WHAT THE TASK REQUIRES -> In your reply, reproduce the lines from the first one below to the line containing "Tag the snowy", inclusive, exactly as they stand.

RECORDS SHOWN ->
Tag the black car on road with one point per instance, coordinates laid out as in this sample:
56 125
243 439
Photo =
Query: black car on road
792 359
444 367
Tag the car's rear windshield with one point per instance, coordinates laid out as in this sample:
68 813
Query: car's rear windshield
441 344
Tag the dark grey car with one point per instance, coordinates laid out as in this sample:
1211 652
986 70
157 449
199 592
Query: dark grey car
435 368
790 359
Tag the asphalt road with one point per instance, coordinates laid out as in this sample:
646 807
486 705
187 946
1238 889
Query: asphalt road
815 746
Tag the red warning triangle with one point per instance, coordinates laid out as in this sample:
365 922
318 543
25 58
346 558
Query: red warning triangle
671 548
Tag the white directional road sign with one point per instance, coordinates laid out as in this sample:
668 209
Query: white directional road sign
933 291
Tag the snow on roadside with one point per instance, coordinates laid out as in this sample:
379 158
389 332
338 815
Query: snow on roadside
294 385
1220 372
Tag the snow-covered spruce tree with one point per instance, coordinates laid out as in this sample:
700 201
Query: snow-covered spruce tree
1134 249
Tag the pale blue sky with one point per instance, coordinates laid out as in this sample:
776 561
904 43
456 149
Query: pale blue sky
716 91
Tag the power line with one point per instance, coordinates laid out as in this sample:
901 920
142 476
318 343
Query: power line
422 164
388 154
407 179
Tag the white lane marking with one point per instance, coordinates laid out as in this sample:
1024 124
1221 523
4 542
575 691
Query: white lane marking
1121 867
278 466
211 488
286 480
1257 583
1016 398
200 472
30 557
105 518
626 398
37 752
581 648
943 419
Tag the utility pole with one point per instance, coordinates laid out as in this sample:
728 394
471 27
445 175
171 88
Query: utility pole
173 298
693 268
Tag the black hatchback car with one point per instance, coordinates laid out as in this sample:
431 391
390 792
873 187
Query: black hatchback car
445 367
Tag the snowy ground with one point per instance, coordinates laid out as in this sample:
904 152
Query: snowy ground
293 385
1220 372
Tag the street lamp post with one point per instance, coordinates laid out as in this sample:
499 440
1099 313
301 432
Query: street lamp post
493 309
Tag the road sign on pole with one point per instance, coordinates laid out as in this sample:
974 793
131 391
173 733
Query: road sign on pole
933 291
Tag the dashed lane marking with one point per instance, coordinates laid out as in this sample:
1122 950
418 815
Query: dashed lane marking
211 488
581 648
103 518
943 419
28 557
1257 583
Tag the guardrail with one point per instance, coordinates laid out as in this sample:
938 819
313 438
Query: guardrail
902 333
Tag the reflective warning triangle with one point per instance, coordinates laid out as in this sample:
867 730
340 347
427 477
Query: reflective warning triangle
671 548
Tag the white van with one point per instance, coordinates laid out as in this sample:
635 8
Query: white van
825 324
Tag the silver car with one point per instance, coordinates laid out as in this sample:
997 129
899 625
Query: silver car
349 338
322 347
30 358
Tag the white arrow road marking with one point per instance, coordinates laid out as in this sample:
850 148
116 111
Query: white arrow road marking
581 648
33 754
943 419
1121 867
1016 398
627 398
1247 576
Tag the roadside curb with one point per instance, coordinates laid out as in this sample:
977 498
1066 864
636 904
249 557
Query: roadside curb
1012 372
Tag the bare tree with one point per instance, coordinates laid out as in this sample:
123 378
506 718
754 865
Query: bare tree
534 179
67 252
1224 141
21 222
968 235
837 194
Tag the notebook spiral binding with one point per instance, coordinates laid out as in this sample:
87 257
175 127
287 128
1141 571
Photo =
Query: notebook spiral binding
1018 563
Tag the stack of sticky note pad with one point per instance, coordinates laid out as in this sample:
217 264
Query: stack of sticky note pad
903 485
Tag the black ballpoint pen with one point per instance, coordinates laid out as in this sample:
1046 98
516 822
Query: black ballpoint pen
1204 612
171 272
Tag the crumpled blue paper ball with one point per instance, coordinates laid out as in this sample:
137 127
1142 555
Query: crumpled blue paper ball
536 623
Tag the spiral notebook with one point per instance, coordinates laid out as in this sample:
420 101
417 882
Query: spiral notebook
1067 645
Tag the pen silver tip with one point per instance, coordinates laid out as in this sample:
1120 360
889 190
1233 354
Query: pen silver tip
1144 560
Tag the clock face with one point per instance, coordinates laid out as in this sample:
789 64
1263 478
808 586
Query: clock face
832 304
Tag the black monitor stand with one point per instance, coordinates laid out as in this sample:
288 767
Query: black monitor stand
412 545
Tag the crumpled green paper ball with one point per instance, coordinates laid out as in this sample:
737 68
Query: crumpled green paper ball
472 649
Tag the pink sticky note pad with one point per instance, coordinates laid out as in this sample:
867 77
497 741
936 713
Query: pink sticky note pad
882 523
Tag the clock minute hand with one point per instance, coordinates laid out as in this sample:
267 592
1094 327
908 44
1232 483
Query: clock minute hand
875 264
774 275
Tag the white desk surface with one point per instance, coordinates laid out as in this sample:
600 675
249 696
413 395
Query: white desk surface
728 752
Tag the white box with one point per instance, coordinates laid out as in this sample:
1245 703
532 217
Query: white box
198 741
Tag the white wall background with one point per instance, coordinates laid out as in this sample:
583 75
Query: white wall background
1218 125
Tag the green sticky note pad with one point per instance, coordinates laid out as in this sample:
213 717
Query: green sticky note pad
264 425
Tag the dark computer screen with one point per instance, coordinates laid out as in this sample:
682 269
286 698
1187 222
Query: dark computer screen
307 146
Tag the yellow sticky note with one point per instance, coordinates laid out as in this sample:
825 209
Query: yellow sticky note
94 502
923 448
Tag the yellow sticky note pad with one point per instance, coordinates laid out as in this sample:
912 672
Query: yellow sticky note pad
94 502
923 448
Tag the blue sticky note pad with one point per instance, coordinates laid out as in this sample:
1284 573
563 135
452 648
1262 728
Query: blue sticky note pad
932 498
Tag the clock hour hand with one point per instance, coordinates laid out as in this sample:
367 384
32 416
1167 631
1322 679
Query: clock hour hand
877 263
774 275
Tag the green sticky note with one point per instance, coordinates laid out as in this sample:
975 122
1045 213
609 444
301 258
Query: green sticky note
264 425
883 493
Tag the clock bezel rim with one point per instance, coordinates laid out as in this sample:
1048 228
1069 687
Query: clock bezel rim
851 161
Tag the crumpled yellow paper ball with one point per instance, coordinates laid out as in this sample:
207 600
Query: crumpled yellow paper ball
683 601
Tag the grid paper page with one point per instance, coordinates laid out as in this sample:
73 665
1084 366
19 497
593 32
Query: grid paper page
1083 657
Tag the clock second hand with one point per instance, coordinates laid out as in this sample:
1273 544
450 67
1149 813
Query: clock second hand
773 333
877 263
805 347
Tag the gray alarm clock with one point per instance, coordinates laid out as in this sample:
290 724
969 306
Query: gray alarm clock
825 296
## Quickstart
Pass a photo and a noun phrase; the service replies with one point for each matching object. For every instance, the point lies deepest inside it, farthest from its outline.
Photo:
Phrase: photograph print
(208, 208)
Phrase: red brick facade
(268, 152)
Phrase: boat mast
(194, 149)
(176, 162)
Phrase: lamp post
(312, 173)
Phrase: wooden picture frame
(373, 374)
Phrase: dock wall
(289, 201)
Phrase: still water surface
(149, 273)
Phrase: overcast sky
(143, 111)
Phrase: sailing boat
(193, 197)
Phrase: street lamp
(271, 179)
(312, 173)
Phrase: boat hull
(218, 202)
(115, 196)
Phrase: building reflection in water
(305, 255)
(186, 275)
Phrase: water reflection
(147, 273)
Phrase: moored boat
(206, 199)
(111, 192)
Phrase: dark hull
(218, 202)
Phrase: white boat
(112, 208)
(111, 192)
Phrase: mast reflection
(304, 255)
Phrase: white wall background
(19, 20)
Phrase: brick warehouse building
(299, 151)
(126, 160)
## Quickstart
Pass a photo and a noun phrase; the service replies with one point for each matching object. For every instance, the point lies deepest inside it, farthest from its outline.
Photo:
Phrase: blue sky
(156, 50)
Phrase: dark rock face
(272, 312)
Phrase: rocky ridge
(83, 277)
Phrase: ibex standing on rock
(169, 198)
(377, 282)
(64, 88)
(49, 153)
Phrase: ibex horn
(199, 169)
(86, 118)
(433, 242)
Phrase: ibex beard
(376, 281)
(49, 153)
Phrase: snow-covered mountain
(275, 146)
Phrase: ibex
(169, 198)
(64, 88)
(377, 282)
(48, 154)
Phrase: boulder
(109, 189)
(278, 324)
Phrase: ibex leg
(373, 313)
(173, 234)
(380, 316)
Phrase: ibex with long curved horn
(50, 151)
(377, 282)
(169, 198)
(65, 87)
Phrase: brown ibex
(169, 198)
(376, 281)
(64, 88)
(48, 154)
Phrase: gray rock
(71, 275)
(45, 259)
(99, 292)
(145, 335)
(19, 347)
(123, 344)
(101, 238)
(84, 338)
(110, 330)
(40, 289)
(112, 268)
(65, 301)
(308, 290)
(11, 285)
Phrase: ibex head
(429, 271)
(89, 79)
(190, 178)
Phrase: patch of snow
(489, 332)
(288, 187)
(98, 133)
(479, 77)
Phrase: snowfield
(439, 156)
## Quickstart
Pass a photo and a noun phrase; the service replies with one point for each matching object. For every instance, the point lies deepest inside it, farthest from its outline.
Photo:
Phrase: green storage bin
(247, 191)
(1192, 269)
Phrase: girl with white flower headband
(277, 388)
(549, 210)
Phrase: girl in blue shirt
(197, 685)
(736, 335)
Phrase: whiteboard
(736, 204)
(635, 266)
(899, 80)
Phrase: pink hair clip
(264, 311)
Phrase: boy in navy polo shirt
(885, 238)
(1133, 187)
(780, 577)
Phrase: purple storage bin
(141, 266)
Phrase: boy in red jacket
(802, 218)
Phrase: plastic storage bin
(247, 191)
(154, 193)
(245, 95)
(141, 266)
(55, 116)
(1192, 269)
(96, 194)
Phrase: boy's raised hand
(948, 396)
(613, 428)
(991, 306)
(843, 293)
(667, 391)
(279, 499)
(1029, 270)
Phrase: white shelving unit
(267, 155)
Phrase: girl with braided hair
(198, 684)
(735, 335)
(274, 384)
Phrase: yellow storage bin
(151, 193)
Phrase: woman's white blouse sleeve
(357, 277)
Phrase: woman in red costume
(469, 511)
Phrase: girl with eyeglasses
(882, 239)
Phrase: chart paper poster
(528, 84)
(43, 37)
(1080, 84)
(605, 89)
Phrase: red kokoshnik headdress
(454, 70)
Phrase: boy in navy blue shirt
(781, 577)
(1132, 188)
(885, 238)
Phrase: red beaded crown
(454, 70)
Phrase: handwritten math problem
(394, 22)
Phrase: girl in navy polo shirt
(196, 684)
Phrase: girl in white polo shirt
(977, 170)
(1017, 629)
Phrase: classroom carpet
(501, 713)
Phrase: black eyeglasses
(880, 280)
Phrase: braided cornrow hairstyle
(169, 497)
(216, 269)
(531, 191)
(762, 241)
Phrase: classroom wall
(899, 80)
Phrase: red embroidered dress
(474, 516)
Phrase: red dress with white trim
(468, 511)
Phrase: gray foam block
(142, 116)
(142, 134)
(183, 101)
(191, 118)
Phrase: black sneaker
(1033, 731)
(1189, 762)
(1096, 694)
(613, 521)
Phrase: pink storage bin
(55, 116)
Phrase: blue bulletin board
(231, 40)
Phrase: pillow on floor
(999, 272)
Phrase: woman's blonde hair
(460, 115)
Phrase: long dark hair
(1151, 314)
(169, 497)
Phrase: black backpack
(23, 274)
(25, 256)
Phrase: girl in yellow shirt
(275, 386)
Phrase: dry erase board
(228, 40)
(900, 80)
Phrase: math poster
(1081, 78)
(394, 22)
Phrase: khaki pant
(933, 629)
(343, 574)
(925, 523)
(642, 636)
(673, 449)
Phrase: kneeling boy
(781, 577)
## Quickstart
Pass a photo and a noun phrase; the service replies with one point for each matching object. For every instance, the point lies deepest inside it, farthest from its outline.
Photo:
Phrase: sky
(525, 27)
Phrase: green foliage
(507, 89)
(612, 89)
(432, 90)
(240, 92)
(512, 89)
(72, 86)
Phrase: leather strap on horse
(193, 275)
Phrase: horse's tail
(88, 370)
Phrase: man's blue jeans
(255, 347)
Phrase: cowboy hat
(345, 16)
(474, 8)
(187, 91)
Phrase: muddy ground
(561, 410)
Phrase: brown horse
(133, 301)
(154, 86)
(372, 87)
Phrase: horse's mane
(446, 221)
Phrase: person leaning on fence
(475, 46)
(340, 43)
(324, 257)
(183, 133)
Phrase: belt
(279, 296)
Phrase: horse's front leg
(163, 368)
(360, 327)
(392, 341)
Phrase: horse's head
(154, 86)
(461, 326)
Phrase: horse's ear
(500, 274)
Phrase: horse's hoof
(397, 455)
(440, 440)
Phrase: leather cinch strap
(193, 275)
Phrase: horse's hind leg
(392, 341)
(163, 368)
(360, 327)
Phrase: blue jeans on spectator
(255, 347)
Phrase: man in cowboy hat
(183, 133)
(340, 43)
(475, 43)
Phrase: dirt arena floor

SOLUTION FOR THIS PROBLEM ->
Tag the black car on road with one point per instance, coordinates laid out as in this sample:
56 125
243 439
Photo =
Query: black car on road
792 359
444 367
Tag the car's rear windshield with one point per instance, coordinates laid out as in this sample:
68 813
Query: car's rear windshield
441 344
Tag the dark grey car with one point per instance, coordinates laid out as in this sample:
1211 652
986 70
157 449
199 592
Query: dark grey car
435 368
790 359
Tag the asphalt road with one point per instance, coordinates laid out as in this sample:
646 807
486 705
187 946
1238 889
Query: asphalt road
815 746
Tag the red warning triangle with one point per instance, coordinates laid out as in this sample:
365 922
318 543
25 58
346 558
Query: red warning triangle
671 548
Tag the white directional road sign with one point per instance, coordinates laid out as in this sample:
668 209
Query: white directional road sign
933 291
Tag the snow on roadside with one point per instance, coordinates laid out as in this sample:
379 158
389 332
338 815
Query: snow on roadside
294 385
1220 372
Tag the snow-covered spruce tree with one point per instance, coordinates laid out as in this sample:
700 201
Query: snow-covered spruce tree
1134 249
Tag the pale blue sky with one point per instance, coordinates laid out as in this sample:
776 561
904 43
456 149
Query: pale blue sky
716 91
Tag the power line with one point per instance, coordinates laid out as in this sample:
901 920
142 476
318 343
Query: power line
422 164
388 154
407 179
Tag the white lane marking with one point per instance, coordinates laid out as in this sample:
1024 124
1221 523
4 542
575 691
Query: white lane marking
1121 867
278 466
211 488
286 480
1257 583
1016 398
200 472
30 557
105 518
626 398
37 752
581 648
943 419
Tag the utility pole with one point per instance, coordinates laid out as in this sample:
728 394
471 27
445 175
171 88
Query: utility pole
173 298
693 268
Tag the black hatchback car with one point per instance, coordinates laid out as in this sample:
431 391
390 792
873 187
Query: black hatchback car
445 367
Tag the snowy ground with one point per instance, coordinates laid out as in this sample:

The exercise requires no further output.